Your goal —
Retype the records in full, and please keep the pictures out of the copy.

#### Listed records ####

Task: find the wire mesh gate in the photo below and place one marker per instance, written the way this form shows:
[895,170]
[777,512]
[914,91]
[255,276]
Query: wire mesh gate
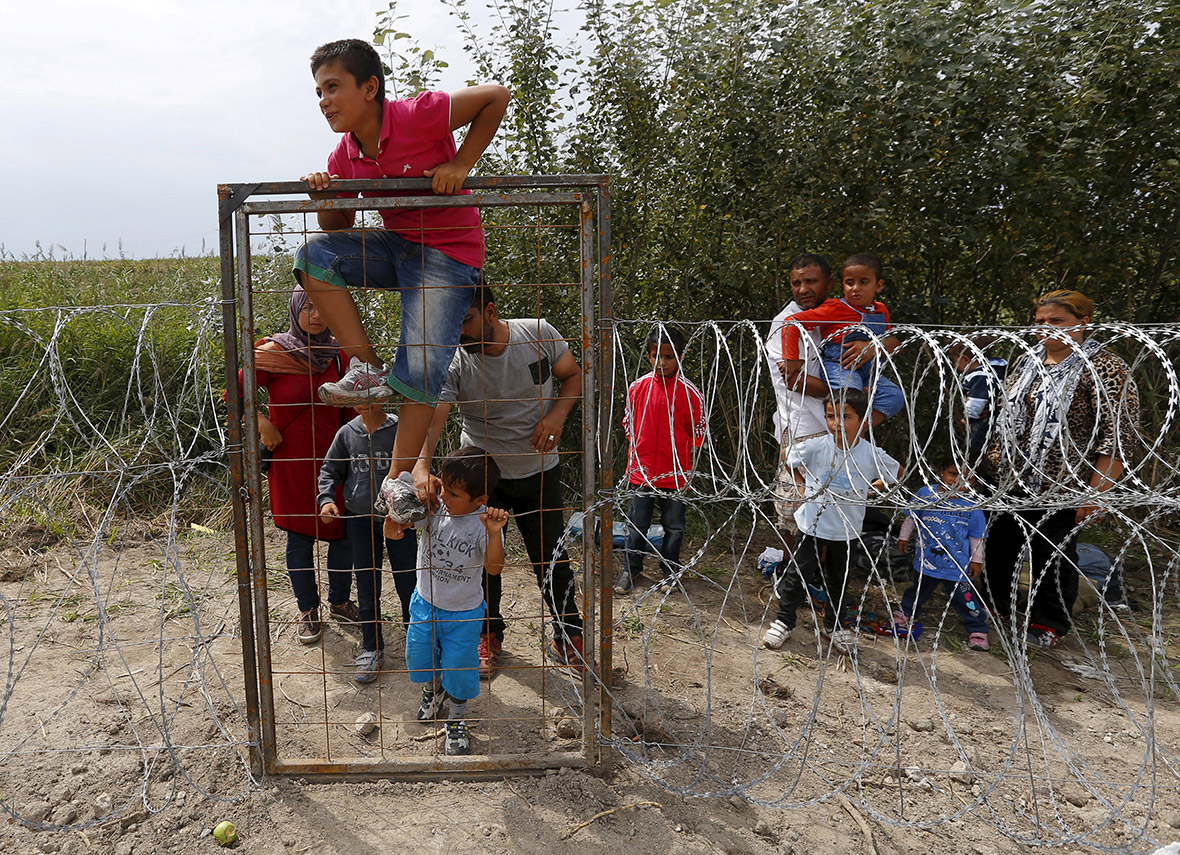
[544,716]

####

Response to this exercise —
Task: find the wire mesh gate in the photo below and place one marker per instance, written the way this form shows:
[895,170]
[777,512]
[914,91]
[255,276]
Query: wire mesh gate
[544,716]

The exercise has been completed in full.